__LESETEXT__.

........

Mord auf dem Säntis
Im Februar 1922 fielen der Säntis-Wetterwart und seine Frau einem Verbrechen zum Opfer. Neue Erkenntnisse bringen Licht ins Dunkel dieses Beziehungsdeliktes, das weitherum Bestürzung auslöste.

Die Tür zu dem Raum ist abgeschlossen, die drei Männer müssen sie aufbrechen. Ihnen bietet sich ein schreckliches Bild: Neben dem Stehpult am Fenster liegt der leblose Körper von Magdalena Haas in einer Lache von Blut. Das Zimmer ist völlig verwüstet. Böses ahnend, machen sich die drei auf die Suche nach Heinrich. Sie steigen hinauf ins zweite Obergeschoss und durchschreiten von dort den Verbindungstunnel zum Gipfelplateau. Dort finden sie die auf dem Bauch liegende Leiche von Heinrich.


Das Durcheinander im Büro rührt nach den Erkenntnissen der Polizei nicht von einem Kampf her, sondern ist von «Sturm» angerichtet worden. Der Hund muss fast durchgedreht sein, als er vier Tage lang ohne Wasser und Futter in dem Zimmer eingeschlossen war. Auch Magdalena ist aus einigen Metern Abstand erschossen worden. Eine erste Kugel hat sie verfehlt und ist in die Wand eingeschlagen, eine zweite hat sie tödlich in die Brust getroffen.
Als verwendeter Waffentyp wird aufgrund der Projektile eine Pistole der Marke Browning identifiziert. Es sind Dum-dum-Geschosse verwendet worden, die im Körper wie eine explodierende Granate wirken und im Überlebensfall das Leiden vergrössern. Zu solchen kann man nur auf illegalem Wege gelangen oder indem man legal erworbene Munition durch Manipulation mit einer Feile manipuliert. Der Abreisskalender zeigt den 21. Februar an und bestätigt damit, dass dies der Tag des Doppelmordes war.

........

__AUSGELESENE ANGABEN__.
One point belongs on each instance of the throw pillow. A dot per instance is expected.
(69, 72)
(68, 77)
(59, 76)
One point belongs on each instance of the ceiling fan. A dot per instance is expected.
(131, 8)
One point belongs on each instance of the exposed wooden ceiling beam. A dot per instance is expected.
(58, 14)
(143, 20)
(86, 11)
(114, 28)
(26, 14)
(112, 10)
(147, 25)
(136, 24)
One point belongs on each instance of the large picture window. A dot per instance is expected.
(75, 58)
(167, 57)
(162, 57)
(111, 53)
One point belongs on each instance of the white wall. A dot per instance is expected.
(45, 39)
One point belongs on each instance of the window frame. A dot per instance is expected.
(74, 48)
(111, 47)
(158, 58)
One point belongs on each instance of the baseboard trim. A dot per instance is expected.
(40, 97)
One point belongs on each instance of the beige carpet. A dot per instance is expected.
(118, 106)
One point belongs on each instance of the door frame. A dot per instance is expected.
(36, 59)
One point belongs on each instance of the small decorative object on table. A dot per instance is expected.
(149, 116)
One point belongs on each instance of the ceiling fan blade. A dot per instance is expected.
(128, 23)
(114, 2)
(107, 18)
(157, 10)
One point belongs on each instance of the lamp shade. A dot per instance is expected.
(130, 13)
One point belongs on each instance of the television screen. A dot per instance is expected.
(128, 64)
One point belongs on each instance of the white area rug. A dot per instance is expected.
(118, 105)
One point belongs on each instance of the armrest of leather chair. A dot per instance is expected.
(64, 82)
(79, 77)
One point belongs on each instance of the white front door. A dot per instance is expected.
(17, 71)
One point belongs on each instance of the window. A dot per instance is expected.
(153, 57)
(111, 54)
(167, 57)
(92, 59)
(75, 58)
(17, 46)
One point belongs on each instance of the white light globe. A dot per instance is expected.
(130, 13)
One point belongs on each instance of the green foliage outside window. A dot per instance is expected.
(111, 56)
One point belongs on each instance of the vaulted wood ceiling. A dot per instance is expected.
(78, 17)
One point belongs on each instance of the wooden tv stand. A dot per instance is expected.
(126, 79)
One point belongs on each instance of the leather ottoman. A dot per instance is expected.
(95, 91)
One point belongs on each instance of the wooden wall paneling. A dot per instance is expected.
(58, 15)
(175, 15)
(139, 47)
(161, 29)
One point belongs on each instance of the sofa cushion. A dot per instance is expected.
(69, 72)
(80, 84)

........

__ZU ERLEDIGENDE SCHRITTE__.
**a)** Formatiere den Teil der Datensätze, der mit der Zeile beginnt, die „One point belongs on each instance of the sofa“ enthält, und mit dem Ende der Datensätze schließt, als Markdown-Tabelle mit den Spalten „Nr.“ und „Zeile“. Leerzeilen lässt du weg.
**b)** Schreibe den Text über den Doppelmord auf dem Säntis ab der Stelle weiter, an der er aufhört.
Der Text über den Doppelmord auf dem Säntis und die Datensätze haben nichts miteinander zu tun.

__ANTWORTEN JE AUFGABE__.
**a)**
| Nr. | Zeile |
|---|---|
| 1 | One point belongs on each instance of the sofa cushion. A dot per instance is expected. |
| 2 | (69, 72) |
| 3 | (80, 84) |

**b)**
Opfer und Täter kennen sich
Am 26. Februar wird der Doppelmörder zur Fahndung ausgeschrieben, mit Foto und Beschreibung steckbrieflich gesucht. In den vier Tagen bis zum Auffinden der Leichen hätte Kreuzpointner genügend Zeit gehabt, das Weite zu suchen. Doch er bleibt in der Region und wird diverse Male gesehen, wie sich später zeigt. Da zu jenem Zeitpunkt noch niemand von seinem Verbrechen weiss, meldet ihn niemand der Polizei. Magdalenas Schmuck versetzt er, und die Tatwaffe übergibt er unter mysteriösen Umständen einer Drittperson, welche diese bei der Polizei abliefert.
Zum Sterben schön…
Die Vorgeschichte dieser Tragödie beginnt im Jahr 1919, in dem der vormalige Wetterwart, der mit seiner Frau 30 Jahre auf dem Berg gelebt hat, in den Ruhestand tritt. Seit 1846 gibt es auf dem Säntis ein einfaches Gasthaus – vom ersten Besitzer ironisch «Grand Hotel Thörig» genannt –, in dem ein Zimmer ab 1882 als Wetterstation genutzt wird. Ab 1887 steht dem Wetterwart das eigens dafür erstellte Steingebäude zur Verfügung.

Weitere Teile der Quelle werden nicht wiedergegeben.